→ **Short exercise**
Find every line in the material below that contains the string "woman" and copy each of those lines. The match is case-sensitive.

^^^^^^^^

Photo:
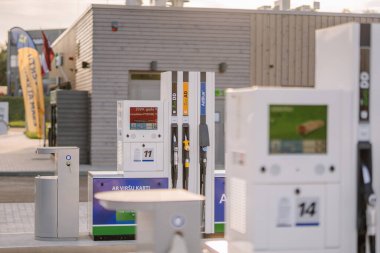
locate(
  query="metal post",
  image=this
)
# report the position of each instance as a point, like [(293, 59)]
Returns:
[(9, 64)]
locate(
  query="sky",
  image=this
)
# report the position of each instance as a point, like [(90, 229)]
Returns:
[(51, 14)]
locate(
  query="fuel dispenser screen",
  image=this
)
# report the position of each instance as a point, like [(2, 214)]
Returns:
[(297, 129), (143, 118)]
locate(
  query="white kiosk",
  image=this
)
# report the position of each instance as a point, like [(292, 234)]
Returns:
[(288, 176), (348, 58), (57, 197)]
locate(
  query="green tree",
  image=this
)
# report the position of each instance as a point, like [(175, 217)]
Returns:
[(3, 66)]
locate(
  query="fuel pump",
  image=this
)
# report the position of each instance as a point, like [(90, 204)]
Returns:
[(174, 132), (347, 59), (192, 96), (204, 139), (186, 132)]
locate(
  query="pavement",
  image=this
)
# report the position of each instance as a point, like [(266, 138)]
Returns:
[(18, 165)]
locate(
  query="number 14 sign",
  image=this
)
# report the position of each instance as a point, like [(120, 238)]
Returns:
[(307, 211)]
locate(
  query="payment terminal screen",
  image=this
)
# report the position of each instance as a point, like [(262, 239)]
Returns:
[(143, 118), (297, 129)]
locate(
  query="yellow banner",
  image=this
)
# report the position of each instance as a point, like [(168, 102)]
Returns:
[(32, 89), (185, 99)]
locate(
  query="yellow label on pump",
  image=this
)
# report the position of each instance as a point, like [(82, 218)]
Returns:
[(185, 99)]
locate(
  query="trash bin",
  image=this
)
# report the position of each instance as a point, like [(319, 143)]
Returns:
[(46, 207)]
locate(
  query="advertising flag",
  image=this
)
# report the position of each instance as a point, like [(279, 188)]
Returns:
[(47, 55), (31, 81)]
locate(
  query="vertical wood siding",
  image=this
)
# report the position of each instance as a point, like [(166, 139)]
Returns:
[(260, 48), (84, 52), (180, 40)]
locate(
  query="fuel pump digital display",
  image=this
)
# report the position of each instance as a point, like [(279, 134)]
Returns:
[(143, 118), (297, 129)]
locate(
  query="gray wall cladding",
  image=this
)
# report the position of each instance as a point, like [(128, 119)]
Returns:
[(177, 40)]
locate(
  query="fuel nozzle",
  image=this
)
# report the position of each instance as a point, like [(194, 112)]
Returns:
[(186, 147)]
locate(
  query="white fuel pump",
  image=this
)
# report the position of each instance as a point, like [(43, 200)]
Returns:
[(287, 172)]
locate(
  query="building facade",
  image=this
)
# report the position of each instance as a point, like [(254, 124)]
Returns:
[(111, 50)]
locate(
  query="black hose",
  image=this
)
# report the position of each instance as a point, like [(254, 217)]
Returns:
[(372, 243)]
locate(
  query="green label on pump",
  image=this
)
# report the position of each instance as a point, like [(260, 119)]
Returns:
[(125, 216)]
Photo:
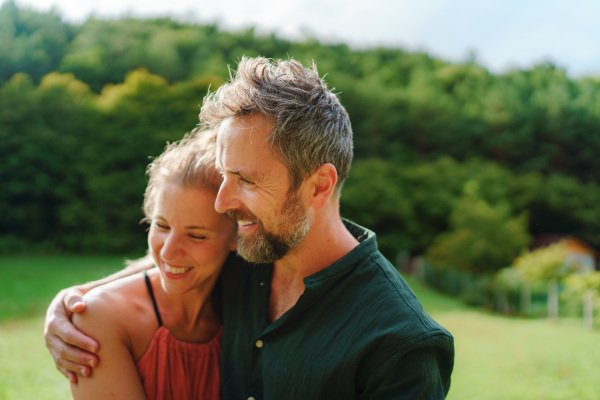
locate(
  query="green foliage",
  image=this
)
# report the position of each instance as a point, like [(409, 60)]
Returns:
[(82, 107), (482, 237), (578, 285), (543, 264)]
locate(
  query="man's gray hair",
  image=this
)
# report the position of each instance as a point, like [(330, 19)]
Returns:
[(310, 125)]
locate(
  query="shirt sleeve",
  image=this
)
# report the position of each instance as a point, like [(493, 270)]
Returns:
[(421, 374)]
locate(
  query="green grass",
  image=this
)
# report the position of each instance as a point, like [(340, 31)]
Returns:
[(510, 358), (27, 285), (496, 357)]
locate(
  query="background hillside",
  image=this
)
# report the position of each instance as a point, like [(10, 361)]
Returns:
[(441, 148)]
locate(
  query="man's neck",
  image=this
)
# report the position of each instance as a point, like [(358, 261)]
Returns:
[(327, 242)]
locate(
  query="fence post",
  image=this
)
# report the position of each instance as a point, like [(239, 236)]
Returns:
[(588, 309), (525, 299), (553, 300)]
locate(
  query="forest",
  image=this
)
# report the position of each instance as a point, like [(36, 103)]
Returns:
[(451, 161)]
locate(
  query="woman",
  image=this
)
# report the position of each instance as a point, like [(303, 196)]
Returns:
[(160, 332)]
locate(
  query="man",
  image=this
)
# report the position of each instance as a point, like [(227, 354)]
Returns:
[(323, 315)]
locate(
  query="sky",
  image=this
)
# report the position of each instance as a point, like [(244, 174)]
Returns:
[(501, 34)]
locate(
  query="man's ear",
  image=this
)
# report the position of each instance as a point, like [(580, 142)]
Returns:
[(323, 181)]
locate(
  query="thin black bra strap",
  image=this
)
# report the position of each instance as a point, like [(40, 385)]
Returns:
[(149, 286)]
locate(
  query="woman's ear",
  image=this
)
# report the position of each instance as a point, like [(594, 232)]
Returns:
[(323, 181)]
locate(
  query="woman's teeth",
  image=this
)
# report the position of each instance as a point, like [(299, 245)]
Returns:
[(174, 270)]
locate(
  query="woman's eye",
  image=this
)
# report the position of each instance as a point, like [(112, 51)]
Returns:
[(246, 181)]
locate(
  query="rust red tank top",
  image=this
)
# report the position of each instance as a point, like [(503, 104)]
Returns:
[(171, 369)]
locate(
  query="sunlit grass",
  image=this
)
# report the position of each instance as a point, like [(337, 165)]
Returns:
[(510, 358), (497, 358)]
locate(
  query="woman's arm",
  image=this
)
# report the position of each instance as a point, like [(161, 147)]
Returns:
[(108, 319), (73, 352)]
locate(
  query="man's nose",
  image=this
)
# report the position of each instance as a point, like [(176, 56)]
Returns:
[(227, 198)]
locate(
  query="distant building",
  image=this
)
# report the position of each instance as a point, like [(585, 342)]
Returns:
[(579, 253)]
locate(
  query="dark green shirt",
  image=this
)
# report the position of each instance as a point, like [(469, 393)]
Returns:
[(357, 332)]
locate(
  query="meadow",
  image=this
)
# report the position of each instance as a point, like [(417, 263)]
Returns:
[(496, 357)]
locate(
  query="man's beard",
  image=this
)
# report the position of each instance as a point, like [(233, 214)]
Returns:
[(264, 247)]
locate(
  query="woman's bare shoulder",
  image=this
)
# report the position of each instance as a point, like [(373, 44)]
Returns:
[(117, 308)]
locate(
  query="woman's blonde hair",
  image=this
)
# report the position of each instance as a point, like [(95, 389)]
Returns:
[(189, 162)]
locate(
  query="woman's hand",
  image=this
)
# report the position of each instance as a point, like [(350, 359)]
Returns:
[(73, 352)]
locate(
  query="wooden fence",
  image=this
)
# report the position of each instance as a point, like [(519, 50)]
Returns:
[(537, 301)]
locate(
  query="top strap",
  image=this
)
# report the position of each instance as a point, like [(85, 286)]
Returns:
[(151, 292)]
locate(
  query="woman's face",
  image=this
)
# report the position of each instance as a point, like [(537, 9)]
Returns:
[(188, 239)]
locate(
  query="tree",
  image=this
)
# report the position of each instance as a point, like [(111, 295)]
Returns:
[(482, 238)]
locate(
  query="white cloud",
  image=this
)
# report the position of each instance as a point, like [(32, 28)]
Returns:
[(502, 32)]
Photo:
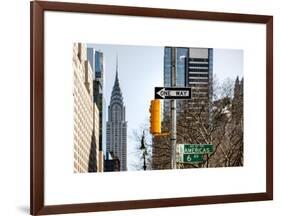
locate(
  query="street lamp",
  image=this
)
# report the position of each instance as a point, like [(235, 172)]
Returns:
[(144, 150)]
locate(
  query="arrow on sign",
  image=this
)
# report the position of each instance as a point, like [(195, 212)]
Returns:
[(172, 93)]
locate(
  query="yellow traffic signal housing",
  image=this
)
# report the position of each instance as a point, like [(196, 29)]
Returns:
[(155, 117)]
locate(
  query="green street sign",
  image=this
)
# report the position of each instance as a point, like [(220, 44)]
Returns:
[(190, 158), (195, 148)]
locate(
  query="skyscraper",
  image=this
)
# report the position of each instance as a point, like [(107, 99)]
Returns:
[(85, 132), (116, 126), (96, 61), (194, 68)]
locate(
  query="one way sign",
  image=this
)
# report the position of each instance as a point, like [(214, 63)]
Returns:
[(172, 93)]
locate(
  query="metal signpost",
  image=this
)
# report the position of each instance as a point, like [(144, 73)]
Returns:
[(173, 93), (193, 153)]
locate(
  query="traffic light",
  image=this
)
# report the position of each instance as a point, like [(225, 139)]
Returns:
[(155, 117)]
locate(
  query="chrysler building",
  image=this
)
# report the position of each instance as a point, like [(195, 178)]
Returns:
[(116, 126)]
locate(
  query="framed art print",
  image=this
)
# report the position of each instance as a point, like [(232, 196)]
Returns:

^^^^^^^^

→ **Response below**
  query="woman",
  query="woman's ear",
  query="woman's teeth",
  query="woman's eye",
  query="woman's arm",
  query="woman's bare shoulder",
  query="woman's blonde hair",
  query="woman's hand",
  query="woman's face",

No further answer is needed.